Reading passage -
==============================
New measures designed to modernise the UK’s intellectual property (IP) framework have come into force.
The reforms to copyright exceptions, which took effect on 1 October, enable limited use of copyright works without the permission of the copyright owner. The measures aim to support the reasonable use of creative content in the digital age, without undermining the role of copyright in protecting the work of the creative industries.
Among a range of changes, people can now legally make personal copies of content they have bought, such as a CD or ebook, as a back up or for formatting for their own private use, e.g. transferring a CD collection onto an MP3 player.
A new exception to copyright for the purposes of parody caricature, pastiche purposes and improvements to the rules on how quotations can be used has also been introduced. This recognises the ability and reality of digital creation and re-mixing seen on sites such as YouTube.
Minister for Intellectual Property Baroness Neville-Rolfe said: “These changes are going to bring our IP laws into the 21st century. They will mean that the UK IP regime will now be responsive to the modern business environment and more flexible for consumers.”
==============================
Complete the following -
[A] Quote the copyright reform text from "New measures designed" through "the creative industries.".
[B] Lay out the records as a numbered list from their start through the line containing "[[[190,7],[176,9],[174,25],[186,31],[190,12]]]", skipping blank lines and leaving out the pictures.
The records have no connection to the copyright reform text.

[Segmentation labeling items]
==============================
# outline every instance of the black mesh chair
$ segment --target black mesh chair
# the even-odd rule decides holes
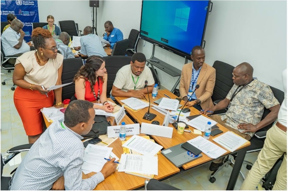
[[[125,56],[110,56],[103,57],[105,60],[105,67],[108,73],[107,82],[106,95],[110,96],[113,83],[116,77],[116,74],[121,67],[130,64],[131,57]]]
[[[140,34],[139,31],[133,29],[131,29],[129,37],[128,37],[129,44],[128,45],[128,48],[127,49],[127,55],[132,56],[132,55],[137,52],[136,49]]]
[[[115,43],[111,55],[125,56],[126,54],[129,40],[128,39]]]
[[[80,67],[83,65],[81,58],[71,58],[63,60],[63,70],[61,81],[62,84],[73,81],[73,79]],[[75,93],[75,85],[74,83],[63,87],[62,88],[62,99],[70,99]]]

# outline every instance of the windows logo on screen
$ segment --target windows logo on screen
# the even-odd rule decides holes
[[[190,7],[176,9],[174,25],[186,31],[190,12]]]

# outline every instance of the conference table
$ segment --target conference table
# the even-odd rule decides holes
[[[167,89],[159,90],[158,92],[158,95],[155,99],[152,98],[151,95],[149,96],[150,98],[150,99],[151,104],[153,104],[154,101],[162,97],[167,98],[167,97],[164,95],[164,94],[168,95],[172,99],[175,99],[177,97],[176,95],[174,95]],[[147,98],[148,96],[147,94],[146,94],[146,97]],[[127,97],[115,97],[116,100],[121,105],[123,104],[124,103],[121,101],[121,100],[127,99]],[[145,101],[145,100],[143,100],[144,101]],[[180,103],[180,104],[184,105],[184,101],[182,100]],[[151,121],[143,119],[145,113],[147,112],[148,109],[147,107],[137,111],[135,111],[128,107],[125,107],[125,108],[127,111],[135,120],[140,123],[140,124],[143,122],[151,123]],[[199,111],[193,107],[189,108],[191,109],[190,115],[198,115],[199,114]],[[162,125],[165,115],[154,110],[154,109],[151,109],[151,108],[150,108],[150,113],[156,114],[157,115],[156,117],[152,120],[158,121],[159,122],[160,125]],[[205,116],[209,118],[206,115]],[[229,130],[227,128],[217,123],[217,125],[219,127],[220,129],[223,131],[223,133],[229,131]],[[169,126],[173,127],[171,124],[169,124]],[[192,128],[191,127],[189,126],[189,129],[192,131],[193,129],[193,128]],[[203,136],[203,133],[202,133],[202,136]],[[221,146],[213,141],[212,140],[213,138],[218,136],[219,135],[220,135],[215,136],[214,137],[211,136],[209,140],[213,143],[222,147]],[[194,134],[192,132],[191,133],[184,132],[183,134],[180,135],[177,133],[177,130],[173,127],[172,138],[153,135],[151,135],[151,136],[157,143],[163,146],[164,149],[167,149],[182,143],[185,142],[188,140],[196,137],[199,136],[199,135],[198,135]],[[233,152],[231,152],[228,151],[222,156],[216,159],[219,159],[227,156],[227,155],[230,155],[236,152],[238,152],[237,158],[236,158],[235,164],[233,167],[231,175],[231,176],[230,177],[227,185],[226,190],[232,190],[234,189],[242,163],[243,163],[244,158],[246,154],[247,147],[250,145],[250,142],[247,142]],[[202,153],[202,155],[203,156],[197,159],[183,165],[182,168],[180,168],[180,172],[182,173],[184,171],[186,171],[190,170],[190,169],[195,168],[207,163],[210,163],[215,160],[214,159],[209,157],[203,153]],[[173,165],[173,166],[174,166]]]
[[[113,102],[111,99],[107,100]],[[114,103],[113,102],[113,103]],[[65,105],[67,107],[68,105]],[[48,121],[44,116],[45,123],[47,127],[51,123]],[[113,122],[114,117],[108,117],[108,121]],[[133,124],[134,123],[125,115],[122,121],[125,122],[126,124]],[[49,129],[49,128],[48,128]],[[145,136],[144,134],[140,134],[139,136]],[[127,136],[126,140],[131,136]],[[109,145],[109,147],[113,148],[112,150],[119,158],[121,158],[121,154],[123,153],[122,143],[120,140],[117,139]],[[161,180],[167,178],[179,172],[180,169],[175,167],[169,160],[162,154],[157,154],[158,158],[158,175],[155,175],[154,179]],[[87,179],[95,174],[92,172],[86,175],[82,173],[82,178]],[[118,172],[116,170],[112,175],[105,179],[104,181],[98,184],[94,189],[94,190],[131,190],[143,187],[145,180],[147,179],[125,173],[124,172]]]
==============================
Solution list -
[A]
New measures designed to modernise the UK’s intellectual property (IP) framework have come into force.
The reforms to copyright exceptions, which took effect on 1 October, enable limited use of copyright works without the permission of the copyright owner. The measures aim to support the reasonable use of creative content in the digital age, without undermining the role of copyright in protecting the work of the creative industries.

[B]
1. # outline every instance of the black mesh chair
2. $ segment --target black mesh chair
3. # the even-odd rule decides holes
4. [[[125,56],[110,56],[103,57],[105,60],[105,67],[108,73],[107,82],[106,95],[110,96],[113,83],[116,77],[116,74],[121,67],[130,64],[131,57]]]
5. [[[140,34],[139,31],[133,29],[131,29],[129,37],[128,37],[129,44],[128,45],[128,48],[127,49],[127,55],[132,56],[132,55],[137,52],[136,49]]]
6. [[[115,43],[111,55],[125,56],[126,54],[129,40],[128,39]]]
7. [[[80,67],[83,65],[81,58],[71,58],[63,60],[63,70],[61,81],[62,84],[73,81],[73,79]],[[75,93],[75,85],[74,83],[63,87],[62,88],[62,99],[70,99]]]
8. # outline every instance of the windows logo on screen
9. $ segment --target windows logo on screen
10. # the even-odd rule decides holes
11. [[[190,7],[176,9],[174,25],[186,31],[190,12]]]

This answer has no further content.